▶ **Problem to work on**
Restate word for word the lines of the entries below, starting with the line that holds "pixel 336 189" and ending with the line that holds "pixel 382 351", and no others.

:::::

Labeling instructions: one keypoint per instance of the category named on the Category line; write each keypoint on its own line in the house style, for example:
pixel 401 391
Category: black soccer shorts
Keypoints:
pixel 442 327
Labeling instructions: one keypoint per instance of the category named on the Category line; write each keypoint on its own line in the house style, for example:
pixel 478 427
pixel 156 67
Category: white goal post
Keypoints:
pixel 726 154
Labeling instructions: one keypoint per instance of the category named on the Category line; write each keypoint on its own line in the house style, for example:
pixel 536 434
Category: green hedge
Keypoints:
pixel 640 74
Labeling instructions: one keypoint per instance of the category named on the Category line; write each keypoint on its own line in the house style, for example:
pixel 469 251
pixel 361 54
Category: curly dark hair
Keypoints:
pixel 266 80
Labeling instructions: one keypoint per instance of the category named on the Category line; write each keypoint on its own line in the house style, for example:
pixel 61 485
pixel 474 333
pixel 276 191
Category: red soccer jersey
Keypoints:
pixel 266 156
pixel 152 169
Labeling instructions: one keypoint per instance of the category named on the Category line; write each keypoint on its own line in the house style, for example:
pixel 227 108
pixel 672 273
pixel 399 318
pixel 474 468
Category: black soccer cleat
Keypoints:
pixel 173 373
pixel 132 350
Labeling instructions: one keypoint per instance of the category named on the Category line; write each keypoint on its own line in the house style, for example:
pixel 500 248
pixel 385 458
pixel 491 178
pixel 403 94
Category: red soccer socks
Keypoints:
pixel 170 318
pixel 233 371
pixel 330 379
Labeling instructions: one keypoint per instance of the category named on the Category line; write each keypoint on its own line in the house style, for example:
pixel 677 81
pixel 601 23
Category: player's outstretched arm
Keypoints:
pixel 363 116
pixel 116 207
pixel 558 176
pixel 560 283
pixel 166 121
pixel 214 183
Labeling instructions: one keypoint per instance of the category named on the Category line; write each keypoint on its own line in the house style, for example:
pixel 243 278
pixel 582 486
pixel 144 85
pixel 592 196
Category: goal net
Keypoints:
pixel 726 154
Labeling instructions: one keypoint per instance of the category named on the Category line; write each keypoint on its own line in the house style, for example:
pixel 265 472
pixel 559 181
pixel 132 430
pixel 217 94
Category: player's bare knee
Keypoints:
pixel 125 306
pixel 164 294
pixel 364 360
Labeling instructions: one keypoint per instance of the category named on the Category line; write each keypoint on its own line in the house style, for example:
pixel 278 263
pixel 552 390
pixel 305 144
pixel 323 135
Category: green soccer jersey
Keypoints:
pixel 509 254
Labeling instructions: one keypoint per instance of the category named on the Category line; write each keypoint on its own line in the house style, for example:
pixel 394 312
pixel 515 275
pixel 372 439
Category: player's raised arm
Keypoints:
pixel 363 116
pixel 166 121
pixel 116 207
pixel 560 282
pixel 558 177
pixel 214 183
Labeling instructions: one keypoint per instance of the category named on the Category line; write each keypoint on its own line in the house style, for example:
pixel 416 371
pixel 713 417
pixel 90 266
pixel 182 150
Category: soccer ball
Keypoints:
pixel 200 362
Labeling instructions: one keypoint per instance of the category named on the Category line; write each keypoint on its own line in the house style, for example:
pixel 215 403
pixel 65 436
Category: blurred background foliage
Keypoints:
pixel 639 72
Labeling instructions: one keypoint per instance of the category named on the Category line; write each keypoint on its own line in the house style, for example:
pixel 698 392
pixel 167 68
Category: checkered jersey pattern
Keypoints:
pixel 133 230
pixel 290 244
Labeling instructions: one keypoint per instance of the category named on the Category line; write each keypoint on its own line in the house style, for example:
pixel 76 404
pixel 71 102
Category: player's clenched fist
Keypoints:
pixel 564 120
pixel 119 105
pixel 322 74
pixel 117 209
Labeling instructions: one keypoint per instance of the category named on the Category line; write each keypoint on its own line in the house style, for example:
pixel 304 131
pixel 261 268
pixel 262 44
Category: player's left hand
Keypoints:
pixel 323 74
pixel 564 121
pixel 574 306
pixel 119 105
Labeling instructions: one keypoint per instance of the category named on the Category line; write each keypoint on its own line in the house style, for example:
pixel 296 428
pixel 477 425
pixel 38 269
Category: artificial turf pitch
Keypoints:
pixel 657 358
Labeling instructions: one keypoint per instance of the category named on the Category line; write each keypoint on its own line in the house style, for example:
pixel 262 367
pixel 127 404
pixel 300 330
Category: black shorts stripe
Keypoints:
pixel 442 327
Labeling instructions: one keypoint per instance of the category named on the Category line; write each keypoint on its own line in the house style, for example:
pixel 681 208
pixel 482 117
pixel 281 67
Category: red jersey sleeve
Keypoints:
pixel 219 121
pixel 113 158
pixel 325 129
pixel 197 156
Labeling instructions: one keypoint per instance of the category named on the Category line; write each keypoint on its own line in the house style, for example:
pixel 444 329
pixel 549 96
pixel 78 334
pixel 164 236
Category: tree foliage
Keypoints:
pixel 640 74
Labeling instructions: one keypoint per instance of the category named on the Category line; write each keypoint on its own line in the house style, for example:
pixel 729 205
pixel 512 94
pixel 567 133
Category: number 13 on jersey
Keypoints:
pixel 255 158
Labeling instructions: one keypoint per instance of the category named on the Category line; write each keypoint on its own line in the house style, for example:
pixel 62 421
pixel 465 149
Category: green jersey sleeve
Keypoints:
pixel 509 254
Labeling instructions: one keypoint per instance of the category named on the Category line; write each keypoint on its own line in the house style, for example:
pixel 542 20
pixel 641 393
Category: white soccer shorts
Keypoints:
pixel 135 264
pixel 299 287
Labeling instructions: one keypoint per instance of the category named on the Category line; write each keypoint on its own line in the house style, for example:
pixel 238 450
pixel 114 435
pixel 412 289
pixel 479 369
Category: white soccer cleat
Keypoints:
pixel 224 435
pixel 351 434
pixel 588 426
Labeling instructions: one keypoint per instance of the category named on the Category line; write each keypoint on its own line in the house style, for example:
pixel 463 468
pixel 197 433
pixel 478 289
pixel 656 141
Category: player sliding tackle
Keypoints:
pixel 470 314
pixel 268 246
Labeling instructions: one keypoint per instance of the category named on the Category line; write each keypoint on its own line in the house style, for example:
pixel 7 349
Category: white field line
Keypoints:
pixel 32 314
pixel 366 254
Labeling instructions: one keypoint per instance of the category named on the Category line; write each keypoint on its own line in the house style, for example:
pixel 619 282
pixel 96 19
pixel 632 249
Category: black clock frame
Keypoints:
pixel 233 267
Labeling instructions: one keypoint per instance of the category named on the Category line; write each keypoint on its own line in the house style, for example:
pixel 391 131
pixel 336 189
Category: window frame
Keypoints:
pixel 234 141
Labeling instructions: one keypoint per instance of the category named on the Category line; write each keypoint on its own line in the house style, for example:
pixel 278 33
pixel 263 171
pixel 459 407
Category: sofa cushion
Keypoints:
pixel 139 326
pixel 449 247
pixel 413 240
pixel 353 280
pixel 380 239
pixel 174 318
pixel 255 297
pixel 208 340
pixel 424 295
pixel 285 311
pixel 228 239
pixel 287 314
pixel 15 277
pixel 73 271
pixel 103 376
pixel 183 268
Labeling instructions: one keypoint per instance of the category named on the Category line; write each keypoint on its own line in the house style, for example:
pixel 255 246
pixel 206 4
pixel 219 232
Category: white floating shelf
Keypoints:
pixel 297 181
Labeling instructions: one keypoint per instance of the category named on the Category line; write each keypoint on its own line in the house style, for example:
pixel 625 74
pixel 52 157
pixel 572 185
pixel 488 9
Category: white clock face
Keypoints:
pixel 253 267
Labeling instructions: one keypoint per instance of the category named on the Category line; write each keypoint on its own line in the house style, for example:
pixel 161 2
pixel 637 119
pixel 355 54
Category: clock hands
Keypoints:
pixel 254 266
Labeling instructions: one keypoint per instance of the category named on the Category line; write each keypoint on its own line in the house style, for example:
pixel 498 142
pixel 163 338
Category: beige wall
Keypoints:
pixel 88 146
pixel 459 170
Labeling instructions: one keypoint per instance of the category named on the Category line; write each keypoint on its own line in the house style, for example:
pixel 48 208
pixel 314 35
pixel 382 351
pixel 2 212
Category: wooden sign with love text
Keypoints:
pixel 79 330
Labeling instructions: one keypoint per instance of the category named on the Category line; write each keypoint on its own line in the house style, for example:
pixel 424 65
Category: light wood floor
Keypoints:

:::::

▶ **Response to the exercise**
pixel 336 189
Category: window frame
Keypoints:
pixel 234 141
Labeling instructions: one keypoint per instance of the category named on the Category line; write each keypoint on its own line in the house style, for example:
pixel 278 33
pixel 263 171
pixel 459 407
Category: sofa cushion
Keypoints:
pixel 139 326
pixel 449 247
pixel 413 240
pixel 353 280
pixel 380 239
pixel 174 318
pixel 255 297
pixel 208 340
pixel 424 295
pixel 285 311
pixel 228 239
pixel 287 314
pixel 15 277
pixel 73 271
pixel 103 376
pixel 183 268
Labeling instructions: one keypoint per instance of the category named on the Category line; write each keypoint on its own line in the house style, for example:
pixel 255 246
pixel 206 4
pixel 219 232
Category: white floating shelf
Keypoints:
pixel 297 181
Labeling instructions: one keypoint per instance of the category named on the Category line; write each keypoint on its own line in the house style, for example:
pixel 625 74
pixel 52 157
pixel 572 185
pixel 488 9
Category: white clock face
Keypoints:
pixel 253 267
Labeling instructions: one keypoint per instance of the category named on the Category line; write each keypoint on its own line in the house style, for example:
pixel 161 2
pixel 637 119
pixel 355 54
Category: clock hands
Keypoints:
pixel 254 266
Labeling instructions: one keypoint per instance of the category named on the Category line; write each keypoint on its own line in the house style, for example:
pixel 498 142
pixel 163 338
Category: beige wall
Keypoints:
pixel 88 146
pixel 459 170
Labeling instructions: one keypoint per instance of the category named on the Category line; write each keypoint on its own line in the house style, for example:
pixel 48 208
pixel 314 35
pixel 382 351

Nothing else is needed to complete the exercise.